(Stored data)
▽

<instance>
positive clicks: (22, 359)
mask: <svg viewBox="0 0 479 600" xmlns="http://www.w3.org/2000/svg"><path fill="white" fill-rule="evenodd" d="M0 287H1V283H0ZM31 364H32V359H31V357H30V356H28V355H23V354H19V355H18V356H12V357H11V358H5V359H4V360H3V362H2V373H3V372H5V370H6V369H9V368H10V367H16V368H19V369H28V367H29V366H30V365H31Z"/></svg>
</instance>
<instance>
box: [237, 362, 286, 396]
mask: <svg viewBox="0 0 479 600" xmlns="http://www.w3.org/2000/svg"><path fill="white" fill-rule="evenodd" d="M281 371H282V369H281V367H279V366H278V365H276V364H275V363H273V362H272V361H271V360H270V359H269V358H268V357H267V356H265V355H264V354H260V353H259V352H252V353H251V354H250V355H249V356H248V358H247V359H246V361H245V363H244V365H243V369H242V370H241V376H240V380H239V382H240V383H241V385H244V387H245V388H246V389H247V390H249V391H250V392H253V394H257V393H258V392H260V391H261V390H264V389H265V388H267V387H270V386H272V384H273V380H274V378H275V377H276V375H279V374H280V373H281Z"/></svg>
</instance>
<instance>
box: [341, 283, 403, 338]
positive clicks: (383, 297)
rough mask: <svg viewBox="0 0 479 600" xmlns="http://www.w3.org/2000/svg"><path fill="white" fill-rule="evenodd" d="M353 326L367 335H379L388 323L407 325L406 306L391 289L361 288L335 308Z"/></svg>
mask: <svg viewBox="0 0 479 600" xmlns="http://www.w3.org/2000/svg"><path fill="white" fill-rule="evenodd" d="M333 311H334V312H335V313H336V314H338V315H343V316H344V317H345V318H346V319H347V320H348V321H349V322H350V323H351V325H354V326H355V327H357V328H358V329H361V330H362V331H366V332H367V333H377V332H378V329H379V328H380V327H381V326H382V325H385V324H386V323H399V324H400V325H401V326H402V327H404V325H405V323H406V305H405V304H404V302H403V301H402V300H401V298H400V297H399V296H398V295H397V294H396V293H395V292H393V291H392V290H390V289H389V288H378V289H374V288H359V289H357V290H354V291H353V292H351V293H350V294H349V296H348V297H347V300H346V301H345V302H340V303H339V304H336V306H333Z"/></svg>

△

> **WORK ORDER**:
Reproduce the data shown above exactly.

> **ANSWER SPACE**:
<instance>
positive clicks: (22, 359)
mask: <svg viewBox="0 0 479 600" xmlns="http://www.w3.org/2000/svg"><path fill="white" fill-rule="evenodd" d="M0 287H1V283H0ZM31 364H32V359H31V357H30V356H28V355H23V354H19V355H18V356H12V357H11V358H5V359H4V360H3V362H2V373H3V372H5V370H6V369H9V368H10V367H16V368H19V369H28V367H29V366H30V365H31Z"/></svg>
</instance>
<instance>
box: [237, 362, 286, 396]
mask: <svg viewBox="0 0 479 600" xmlns="http://www.w3.org/2000/svg"><path fill="white" fill-rule="evenodd" d="M281 371H282V369H281V367H279V366H278V365H276V364H275V363H273V362H272V361H271V360H270V359H269V358H268V357H267V356H265V355H264V354H260V353H259V352H252V353H251V354H250V355H249V356H248V358H247V359H246V361H245V363H244V365H243V369H242V370H241V376H240V380H239V382H240V383H241V385H244V387H245V388H246V389H247V390H249V391H250V392H253V394H257V393H258V392H260V391H261V390H264V389H265V388H267V387H270V386H272V384H273V380H274V378H275V377H276V375H279V374H280V373H281Z"/></svg>
</instance>
<instance>
box: [341, 283, 403, 338]
positive clicks: (383, 297)
rough mask: <svg viewBox="0 0 479 600" xmlns="http://www.w3.org/2000/svg"><path fill="white" fill-rule="evenodd" d="M353 326L367 335H379L388 323L407 325L406 306L391 289L361 288L335 308Z"/></svg>
mask: <svg viewBox="0 0 479 600" xmlns="http://www.w3.org/2000/svg"><path fill="white" fill-rule="evenodd" d="M333 311H334V312H335V313H336V314H338V315H343V316H344V317H345V318H346V319H347V320H348V321H349V322H350V323H351V325H354V326H355V327H357V328H358V329H361V330H362V331H366V332H367V333H377V332H378V329H379V328H380V327H381V326H382V325H385V324H386V323H399V324H400V325H401V326H402V327H404V325H405V323H406V305H405V304H404V302H403V301H402V300H401V298H400V297H399V296H398V295H397V294H396V293H395V292H393V291H392V290H390V289H389V288H378V289H374V288H359V289H357V290H354V291H353V292H351V293H350V294H349V296H348V297H347V300H346V301H345V302H340V303H339V304H336V306H333Z"/></svg>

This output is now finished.